Document section:
═══
Santa Fe New Mexican

Still the King at the track, with the fans

Now at 80, all-time wins leader as popular, accessible as ever

- By Dan Gelston

Richard Petty heard someone shout for the King to stop as his golf cart sped past RVs parked at the Pocono Raceway infield.

Petty couldn’t ask his driver to hit the brakes for one fan, not with a hundred or more waiting in line for him outside the track. All were eager for a greeting and a bit of his perfect penmanship — with that looping script in the R and P — on a piece of memorabili­a, a signature as much a part of his persona as his feathered cowboy hats, dark glasses and cowboy boots.

“Finally, I’m going to meet the man,” said 52-year-old Steve Millett of Syracuse, N.Y. “It’s been 44 years of being a fan.”

Millett bought a ticket for just his third NASCAR race simply because he wanted to meet the King. Millett packed the camper for the three-hour drive, slipped on his Petty T-shirt and STP hat, and had Petty sign the hood of a model 1971 Dodge Charger. Millet just wanted to thank Petty for a lifetime of memories.
═══
Tasks for this exercise:
- a) Check each statement against the article about Richard Petty at Pocono Raceway and mark it yes or no, quoting the words of the article that decide it. (i) Steve Millett is 52 years old and comes from Syracuse, N.Y. (ii) Petty had his golf cart stopped for the fan who shouted at him in the infield. (iii) Millett made a four-hour drive to the race.
- b) Resume the article about Richard Petty meeting fans at Pocono Raceway, picking up right after its final sentence.

Material supplied:
═══
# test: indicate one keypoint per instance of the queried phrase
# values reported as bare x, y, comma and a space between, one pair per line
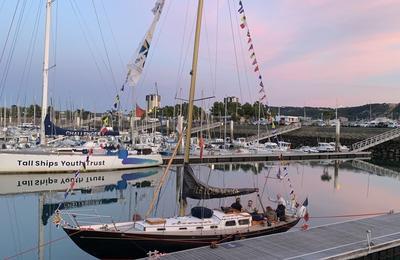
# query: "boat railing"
88, 218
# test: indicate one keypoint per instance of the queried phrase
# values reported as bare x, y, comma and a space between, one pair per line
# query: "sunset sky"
310, 52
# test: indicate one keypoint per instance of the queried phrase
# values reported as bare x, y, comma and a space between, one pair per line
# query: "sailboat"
135, 239
47, 159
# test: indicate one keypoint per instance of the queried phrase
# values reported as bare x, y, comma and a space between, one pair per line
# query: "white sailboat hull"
41, 162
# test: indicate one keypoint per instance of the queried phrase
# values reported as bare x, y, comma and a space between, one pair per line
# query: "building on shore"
153, 101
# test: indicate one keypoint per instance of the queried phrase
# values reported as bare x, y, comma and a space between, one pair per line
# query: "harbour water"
28, 201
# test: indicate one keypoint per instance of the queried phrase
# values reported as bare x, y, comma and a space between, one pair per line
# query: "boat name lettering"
50, 164
53, 181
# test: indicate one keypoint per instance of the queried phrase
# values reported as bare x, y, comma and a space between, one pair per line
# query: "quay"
367, 238
286, 156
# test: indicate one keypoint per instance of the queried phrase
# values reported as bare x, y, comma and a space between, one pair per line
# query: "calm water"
28, 201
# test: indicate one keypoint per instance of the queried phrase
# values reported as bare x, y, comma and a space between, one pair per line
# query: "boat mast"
182, 203
45, 71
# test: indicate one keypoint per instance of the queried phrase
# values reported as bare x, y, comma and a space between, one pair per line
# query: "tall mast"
45, 71
182, 202
193, 79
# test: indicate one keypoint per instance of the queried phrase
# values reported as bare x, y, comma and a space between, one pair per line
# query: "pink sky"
311, 52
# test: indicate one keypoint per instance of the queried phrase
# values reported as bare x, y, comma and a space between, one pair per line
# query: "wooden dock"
287, 156
346, 240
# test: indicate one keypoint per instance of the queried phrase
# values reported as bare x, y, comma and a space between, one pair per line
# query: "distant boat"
134, 239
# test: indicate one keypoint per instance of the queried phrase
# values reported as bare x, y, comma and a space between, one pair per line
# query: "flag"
201, 144
116, 102
104, 119
305, 203
139, 111
241, 10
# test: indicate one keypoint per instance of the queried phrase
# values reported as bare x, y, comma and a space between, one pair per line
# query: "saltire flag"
139, 111
104, 119
305, 203
71, 187
136, 66
241, 10
243, 23
116, 102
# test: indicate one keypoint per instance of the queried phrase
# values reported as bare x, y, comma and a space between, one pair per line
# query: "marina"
367, 238
215, 164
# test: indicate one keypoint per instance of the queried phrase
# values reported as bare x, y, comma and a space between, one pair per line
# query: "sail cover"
195, 189
135, 67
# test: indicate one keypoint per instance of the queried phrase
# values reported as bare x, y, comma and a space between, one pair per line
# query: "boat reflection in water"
91, 189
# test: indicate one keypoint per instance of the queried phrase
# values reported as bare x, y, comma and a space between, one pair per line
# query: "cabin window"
244, 221
230, 223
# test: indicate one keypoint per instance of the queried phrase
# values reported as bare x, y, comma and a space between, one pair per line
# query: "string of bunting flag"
253, 58
57, 216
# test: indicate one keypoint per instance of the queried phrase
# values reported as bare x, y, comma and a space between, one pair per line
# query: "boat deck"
335, 241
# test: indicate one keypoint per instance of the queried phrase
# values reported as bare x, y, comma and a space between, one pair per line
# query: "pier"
287, 156
368, 238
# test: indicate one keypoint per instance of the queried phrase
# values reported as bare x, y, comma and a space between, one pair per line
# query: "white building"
286, 120
153, 101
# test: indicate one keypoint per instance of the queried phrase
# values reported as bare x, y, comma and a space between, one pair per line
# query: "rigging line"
179, 83
208, 50
112, 34
82, 23
105, 47
17, 248
234, 48
32, 43
9, 31
216, 50
53, 85
181, 48
13, 45
2, 5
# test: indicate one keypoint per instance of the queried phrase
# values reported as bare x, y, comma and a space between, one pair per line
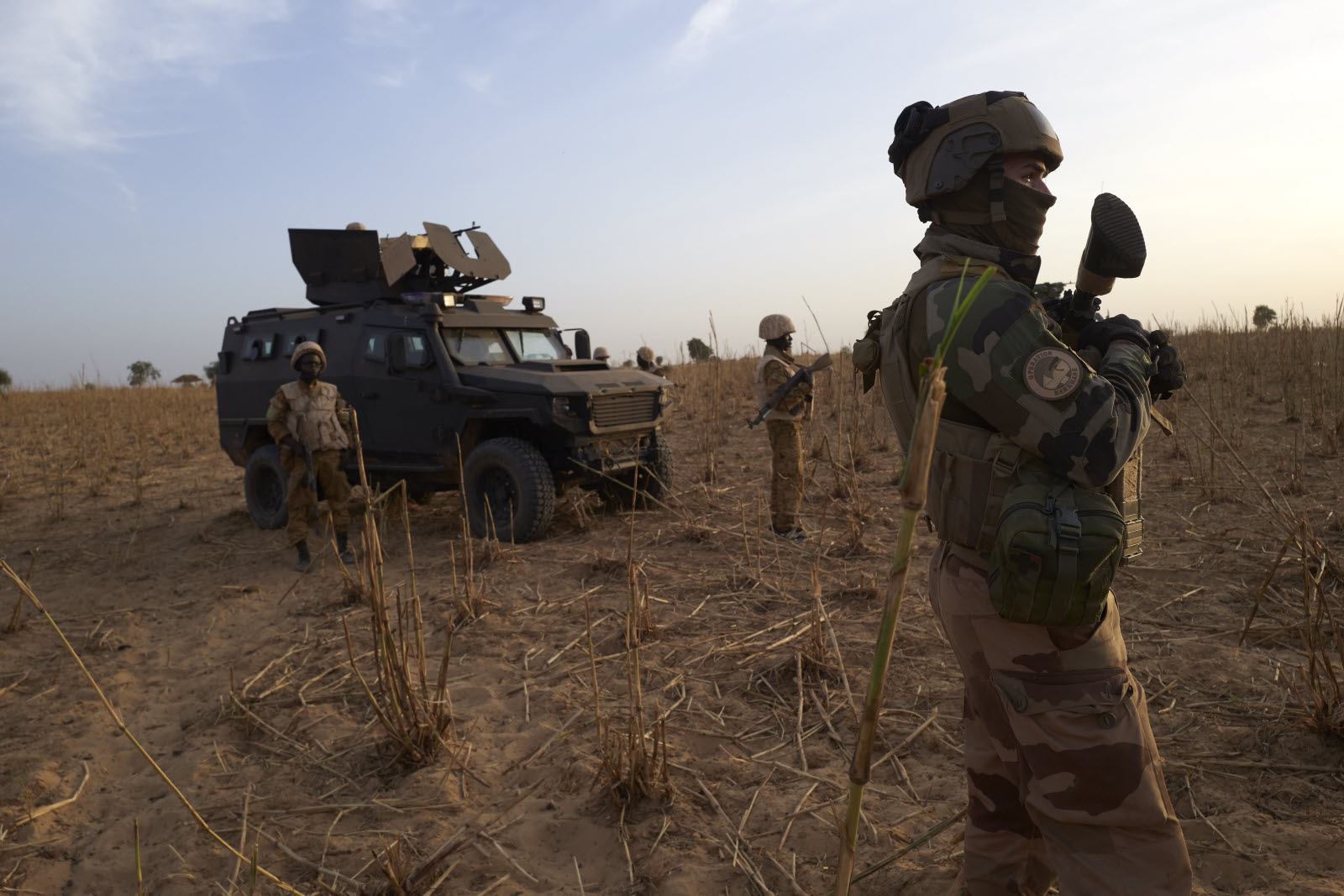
═══
Expected answers:
- a)
(i) Yes: "said 52-year-old Steve Millett of Syracuse, N.Y."
(ii) No: "Petty couldn’t ask his driver to hit the brakes for one fan"
(iii) No: "packed the camper for the three-hour drive"

- b)
Most of the fans didn’t, or couldn’t, remember Petty from his days as the greatest stock car driver alive. Kids dressed in Dinoco blue shirts smiled as parents pointed and said, yes, that’s the King. You know, from Cars? The rest waited because dad was a fan. Because grandpa told them about the time he was at Pocono when Petty broke his neck in an accident.

Petty, who had six colored Sharpies and a can of Skoal in his pocket, never stopped smiling and shook hands for every selfie and snapshot. Yes, the blue hairs and graybeards had old-school cameras for their audience with the King, perfect for a race car owner who keeps tabs of his meet-and-greets on a paper schedule. One by one, they trudged to the front with a variation of the stories Petty has heard on repeat for nearly 60 years.

“It pays the bills,” Petty said. “I’m just an old guy walking around, hasn’t been in a race car in 25 years and people still want an autograph or a picture. I guess it’s because I’m that old.”

Petty waved goodbye after an hour and grabbed a seat on the cart. On the way back to his motorhome, Petty directed his driver back to the area where he remembered that fan calling for him. Richard Keller had devoted a shrine to Petty around his RV and was elated when the Hall of Fame driver signed his name next to a Tony Stewart banner on the trailer wall.

The King is synonymous with NASCAR, and he has shown no inclinatio­n of retiring as he approaches his 80th birthday on Sunday. Few drivers in the sport can rival Petty in popularity and accessibil­ity and the calls for the King never cease at tracks around the country.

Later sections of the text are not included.